• [Excerpts of annotation records]

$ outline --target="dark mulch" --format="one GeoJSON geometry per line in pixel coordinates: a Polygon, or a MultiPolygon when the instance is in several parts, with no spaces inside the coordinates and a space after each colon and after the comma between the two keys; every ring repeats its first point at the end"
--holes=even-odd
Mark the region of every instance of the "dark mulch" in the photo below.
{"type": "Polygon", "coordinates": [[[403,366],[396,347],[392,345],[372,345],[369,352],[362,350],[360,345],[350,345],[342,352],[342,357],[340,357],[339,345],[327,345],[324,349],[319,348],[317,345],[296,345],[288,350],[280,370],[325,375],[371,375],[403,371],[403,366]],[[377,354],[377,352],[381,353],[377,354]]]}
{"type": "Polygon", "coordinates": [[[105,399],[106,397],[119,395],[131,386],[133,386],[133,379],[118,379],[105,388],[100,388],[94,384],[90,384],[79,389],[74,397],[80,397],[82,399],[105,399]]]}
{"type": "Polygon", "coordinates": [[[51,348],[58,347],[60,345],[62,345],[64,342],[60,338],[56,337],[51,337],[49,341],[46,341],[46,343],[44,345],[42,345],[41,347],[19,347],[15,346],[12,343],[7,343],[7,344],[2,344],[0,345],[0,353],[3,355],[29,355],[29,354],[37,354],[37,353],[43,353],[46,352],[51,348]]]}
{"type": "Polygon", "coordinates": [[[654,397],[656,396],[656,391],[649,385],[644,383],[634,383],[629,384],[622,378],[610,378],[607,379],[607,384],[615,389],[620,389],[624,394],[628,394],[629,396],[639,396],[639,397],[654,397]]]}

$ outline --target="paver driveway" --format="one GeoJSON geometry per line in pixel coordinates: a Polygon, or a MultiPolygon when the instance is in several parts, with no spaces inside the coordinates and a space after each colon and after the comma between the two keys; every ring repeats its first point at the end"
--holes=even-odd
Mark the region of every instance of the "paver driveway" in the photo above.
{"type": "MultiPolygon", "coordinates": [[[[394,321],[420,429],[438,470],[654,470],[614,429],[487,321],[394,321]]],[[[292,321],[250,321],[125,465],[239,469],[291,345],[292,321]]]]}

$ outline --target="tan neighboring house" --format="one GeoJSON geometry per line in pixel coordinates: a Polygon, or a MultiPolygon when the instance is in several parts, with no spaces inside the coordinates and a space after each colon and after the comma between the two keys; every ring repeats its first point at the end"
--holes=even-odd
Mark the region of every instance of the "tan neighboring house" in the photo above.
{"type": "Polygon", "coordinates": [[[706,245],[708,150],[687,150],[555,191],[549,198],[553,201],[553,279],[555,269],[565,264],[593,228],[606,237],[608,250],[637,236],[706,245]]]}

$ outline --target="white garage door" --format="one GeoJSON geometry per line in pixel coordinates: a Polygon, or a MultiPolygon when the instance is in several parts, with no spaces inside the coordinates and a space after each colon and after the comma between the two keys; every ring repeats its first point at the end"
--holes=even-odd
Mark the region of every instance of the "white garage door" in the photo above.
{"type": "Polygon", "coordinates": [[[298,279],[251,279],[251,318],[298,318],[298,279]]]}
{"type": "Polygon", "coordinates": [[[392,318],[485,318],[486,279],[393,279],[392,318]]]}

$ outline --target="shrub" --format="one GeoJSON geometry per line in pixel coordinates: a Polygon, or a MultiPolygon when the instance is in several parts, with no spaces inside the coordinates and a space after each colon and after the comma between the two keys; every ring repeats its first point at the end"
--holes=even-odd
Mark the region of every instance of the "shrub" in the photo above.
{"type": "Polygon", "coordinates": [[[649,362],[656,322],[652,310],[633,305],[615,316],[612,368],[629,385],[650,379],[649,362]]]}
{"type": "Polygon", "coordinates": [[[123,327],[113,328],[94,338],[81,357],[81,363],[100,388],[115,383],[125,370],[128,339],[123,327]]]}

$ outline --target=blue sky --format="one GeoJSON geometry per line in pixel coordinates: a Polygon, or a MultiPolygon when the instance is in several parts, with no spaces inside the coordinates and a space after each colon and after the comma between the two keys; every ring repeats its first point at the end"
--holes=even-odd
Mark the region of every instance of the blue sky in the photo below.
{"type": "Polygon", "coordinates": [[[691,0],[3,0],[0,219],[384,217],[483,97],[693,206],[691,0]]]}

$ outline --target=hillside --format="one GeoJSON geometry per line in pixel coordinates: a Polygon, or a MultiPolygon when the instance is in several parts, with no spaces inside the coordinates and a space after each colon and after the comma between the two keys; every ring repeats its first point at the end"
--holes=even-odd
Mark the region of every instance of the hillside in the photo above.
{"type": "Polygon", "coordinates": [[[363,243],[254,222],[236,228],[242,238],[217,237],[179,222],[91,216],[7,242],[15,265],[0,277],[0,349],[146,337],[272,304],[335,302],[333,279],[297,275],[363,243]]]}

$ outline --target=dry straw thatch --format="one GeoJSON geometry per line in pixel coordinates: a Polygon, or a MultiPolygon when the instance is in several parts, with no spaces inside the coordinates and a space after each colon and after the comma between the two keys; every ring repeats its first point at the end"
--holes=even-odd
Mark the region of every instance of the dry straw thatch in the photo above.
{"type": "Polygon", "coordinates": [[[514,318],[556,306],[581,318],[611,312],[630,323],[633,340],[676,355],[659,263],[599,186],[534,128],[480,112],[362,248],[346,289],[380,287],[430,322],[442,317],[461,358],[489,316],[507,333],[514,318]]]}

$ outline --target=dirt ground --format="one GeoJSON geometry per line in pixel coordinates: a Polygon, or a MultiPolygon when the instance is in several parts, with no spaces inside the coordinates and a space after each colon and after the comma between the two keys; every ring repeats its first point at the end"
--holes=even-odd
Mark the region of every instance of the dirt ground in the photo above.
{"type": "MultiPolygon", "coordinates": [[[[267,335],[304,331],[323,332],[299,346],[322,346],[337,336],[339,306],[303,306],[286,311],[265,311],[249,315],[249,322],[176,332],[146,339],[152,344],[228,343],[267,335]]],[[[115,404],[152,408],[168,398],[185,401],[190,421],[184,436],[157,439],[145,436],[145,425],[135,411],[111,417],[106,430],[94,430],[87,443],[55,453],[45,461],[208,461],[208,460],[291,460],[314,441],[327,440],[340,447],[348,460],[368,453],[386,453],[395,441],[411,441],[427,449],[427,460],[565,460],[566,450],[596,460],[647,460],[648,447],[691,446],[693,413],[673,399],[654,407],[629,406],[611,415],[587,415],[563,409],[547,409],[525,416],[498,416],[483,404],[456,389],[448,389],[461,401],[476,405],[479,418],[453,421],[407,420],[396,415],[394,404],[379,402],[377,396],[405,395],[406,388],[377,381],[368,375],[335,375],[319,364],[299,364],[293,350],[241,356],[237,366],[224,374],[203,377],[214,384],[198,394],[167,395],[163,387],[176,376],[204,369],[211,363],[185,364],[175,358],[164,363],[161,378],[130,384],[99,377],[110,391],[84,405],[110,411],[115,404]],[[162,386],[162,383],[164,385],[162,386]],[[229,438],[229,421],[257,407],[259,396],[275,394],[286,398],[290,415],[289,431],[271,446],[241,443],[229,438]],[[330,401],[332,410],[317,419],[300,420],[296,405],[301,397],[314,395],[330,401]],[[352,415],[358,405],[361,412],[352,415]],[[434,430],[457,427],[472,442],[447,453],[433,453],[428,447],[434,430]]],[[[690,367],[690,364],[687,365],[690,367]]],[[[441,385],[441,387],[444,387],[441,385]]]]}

• [Exercise directions] Render the listing as a two-column CSV with the headers command and geometry, with one row for each "$ outline" call. Put that call's full text in command and everything marked as its answer in geometry, each in a quoted field with line breaks replaced by spaces.

• [Answer to the problem]
command,geometry
"$ outline --target=""dark mulch"" --format=""one GeoJSON geometry per line in pixel coordinates: a Polygon, or a MultiPolygon when the instance is in several parts, with no spaces inside the coordinates and a space after each colon and after the comma between the two keys; every ring repeats its first point at the end"" --holes=even-odd Mark the region of every instance of the ""dark mulch"" in the photo below.","{""type"": ""Polygon"", ""coordinates"": [[[403,366],[396,347],[392,345],[372,345],[369,352],[362,350],[360,345],[350,345],[342,352],[342,357],[340,357],[339,345],[327,345],[324,349],[319,348],[317,345],[296,345],[288,350],[280,370],[325,375],[371,375],[403,371],[403,366]],[[377,354],[377,352],[381,353],[377,354]]]} {""type"": ""Polygon"", ""coordinates"": [[[105,399],[106,397],[119,395],[131,386],[133,386],[133,379],[118,379],[105,388],[100,388],[94,384],[90,384],[79,389],[74,397],[80,397],[82,399],[105,399]]]} {""type"": ""Polygon"", ""coordinates"": [[[51,348],[58,347],[60,345],[62,345],[64,342],[60,338],[56,337],[51,337],[49,341],[46,341],[46,343],[44,345],[42,345],[41,347],[19,347],[15,346],[12,343],[7,343],[7,344],[2,344],[0,345],[0,353],[3,355],[29,355],[29,354],[37,354],[37,353],[43,353],[46,352],[51,348]]]} {""type"": ""Polygon"", ""coordinates"": [[[654,397],[656,396],[656,391],[649,385],[644,383],[634,383],[629,384],[622,378],[610,378],[607,379],[607,384],[615,389],[620,389],[624,394],[628,394],[629,396],[639,396],[639,397],[654,397]]]}"
"$ outline --target=""paver driveway"" --format=""one GeoJSON geometry per line in pixel coordinates: a Polygon, or a MultiPolygon when the instance is in several parts, with no spaces inside the coordinates and a space after each colon and after the comma between the two keys; every ring repeats its first point at the end"" --holes=even-odd Mark the region of every instance of the ""paver driveway"" in the photo above.","{""type"": ""MultiPolygon"", ""coordinates"": [[[[394,321],[420,429],[438,470],[654,470],[614,429],[487,321],[394,321]]],[[[292,321],[250,321],[125,465],[239,469],[291,345],[292,321]]]]}"
"$ outline --target=""tan neighboring house"" --format=""one GeoJSON geometry per line in pixel coordinates: a Polygon, or a MultiPolygon when the instance is in several parts, with no spaces inside the coordinates and a space after each colon and after the comma between the two keys; every ring repeats its first point at the end"" --holes=even-odd Mark the region of every instance of the ""tan neighboring house"" in the photo above.","{""type"": ""Polygon"", ""coordinates"": [[[706,245],[708,150],[687,150],[555,191],[549,198],[553,201],[553,279],[555,269],[565,264],[593,228],[606,237],[608,250],[637,236],[706,245]]]}"
"$ outline --target=""white garage door"" --format=""one GeoJSON geometry per line in pixel coordinates: a Polygon, or a MultiPolygon when the instance is in several parts, with no spaces inside the coordinates and a space after each colon and after the comma between the two keys; every ring repeats its first point at the end"" --holes=even-odd Mark the region of every instance of the ""white garage door"" in the photo above.","{""type"": ""Polygon"", ""coordinates"": [[[298,279],[251,279],[251,318],[298,318],[298,279]]]} {""type"": ""Polygon"", ""coordinates"": [[[392,318],[485,318],[486,279],[393,279],[392,318]]]}"
"$ outline --target=""shrub"" --format=""one GeoJSON geometry per line in pixel coordinates: a Polygon, or a MultiPolygon when the instance is in several parts, with no spaces inside the coordinates and a space after each colon and after the comma between the two keys; every ring repeats its first point at the end"" --holes=even-odd Mark the region of every instance of the ""shrub"" in the photo above.","{""type"": ""Polygon"", ""coordinates"": [[[649,362],[656,322],[652,310],[633,305],[615,316],[612,368],[629,385],[650,379],[649,362]]]} {""type"": ""Polygon"", ""coordinates"": [[[123,327],[113,328],[94,338],[81,357],[81,363],[100,388],[115,383],[125,370],[128,339],[123,327]]]}"
"$ outline --target=blue sky --format=""one GeoJSON geometry per line in pixel coordinates: a Polygon, or a MultiPolygon when the instance is in several parts, with no spaces inside the coordinates and a space after each colon and after the comma between the two keys; every ring repeats its first point at the end"" --holes=even-odd Mark the region of every instance of the blue sky in the photo below.","{""type"": ""Polygon"", ""coordinates"": [[[691,0],[3,0],[0,219],[384,217],[483,97],[693,206],[691,0]]]}"
"$ outline --target=hillside --format=""one GeoJSON geometry per line in pixel coordinates: a Polygon, or a MultiPolygon when the instance is in several parts, with no spaces inside the coordinates and a space after each colon and after the comma between the two keys; every ring repeats its first point at the end"" --holes=even-odd Mark the region of every instance of the hillside in the photo above.","{""type"": ""Polygon"", ""coordinates"": [[[363,243],[254,222],[236,228],[242,238],[217,237],[179,222],[91,216],[7,242],[15,265],[0,277],[0,349],[146,337],[272,304],[335,302],[333,279],[297,275],[363,243]]]}"
"$ outline --target=dry straw thatch --format=""one GeoJSON geometry per line in pixel coordinates: a Polygon, or a MultiPolygon when the instance is in several parts, with no spaces inside the coordinates and a space after each colon and after the comma between the two keys; every ring repeats its first point at the end"" --holes=even-odd Mark the region of every instance of the dry straw thatch in the photo above.","{""type"": ""Polygon"", ""coordinates"": [[[514,318],[556,306],[581,318],[611,312],[630,323],[633,340],[676,355],[659,263],[599,186],[534,128],[480,112],[362,248],[346,289],[380,287],[430,322],[442,317],[461,358],[489,316],[507,333],[514,318]]]}"
"$ outline --target=dirt ground --format=""one GeoJSON geometry per line in pixel coordinates: a Polygon, or a MultiPolygon when the instance is in several parts, with no spaces inside the coordinates and a space after each colon and after the comma between the two keys; every ring repeats its first point at the end"" --holes=even-odd Mark the region of every instance of the dirt ground in the photo above.","{""type"": ""MultiPolygon"", ""coordinates"": [[[[267,335],[304,331],[323,332],[299,346],[322,346],[337,336],[339,306],[303,306],[286,311],[265,311],[249,315],[249,322],[176,332],[146,339],[152,344],[228,343],[267,335]]],[[[115,404],[152,408],[168,398],[185,401],[190,421],[184,436],[157,439],[145,436],[145,425],[135,411],[111,417],[106,430],[94,430],[87,443],[55,453],[45,461],[208,461],[208,460],[291,460],[314,441],[327,440],[340,447],[348,460],[368,453],[386,453],[395,441],[411,441],[427,449],[427,460],[565,460],[566,450],[596,460],[647,460],[648,447],[691,446],[693,413],[673,399],[654,407],[629,406],[611,415],[587,415],[563,409],[547,409],[525,416],[498,416],[483,404],[456,389],[448,389],[461,401],[476,405],[479,418],[453,421],[407,420],[396,415],[394,404],[379,402],[377,396],[405,395],[406,388],[377,381],[368,375],[335,375],[319,364],[299,364],[293,350],[241,356],[237,366],[224,374],[203,377],[214,384],[198,394],[167,395],[163,387],[176,376],[204,369],[211,363],[185,364],[175,358],[164,363],[161,378],[130,384],[99,377],[110,391],[84,405],[110,411],[115,404]],[[162,386],[162,383],[164,385],[162,386]],[[229,438],[229,421],[257,407],[259,396],[275,394],[286,398],[290,415],[289,431],[271,446],[241,443],[229,438]],[[330,401],[332,410],[317,419],[300,420],[296,405],[301,397],[314,395],[330,401]],[[352,415],[358,405],[361,412],[352,415]],[[434,430],[457,427],[472,442],[447,453],[433,453],[428,447],[434,430]]],[[[690,367],[690,364],[687,365],[690,367]]],[[[441,385],[441,387],[444,387],[441,385]]]]}"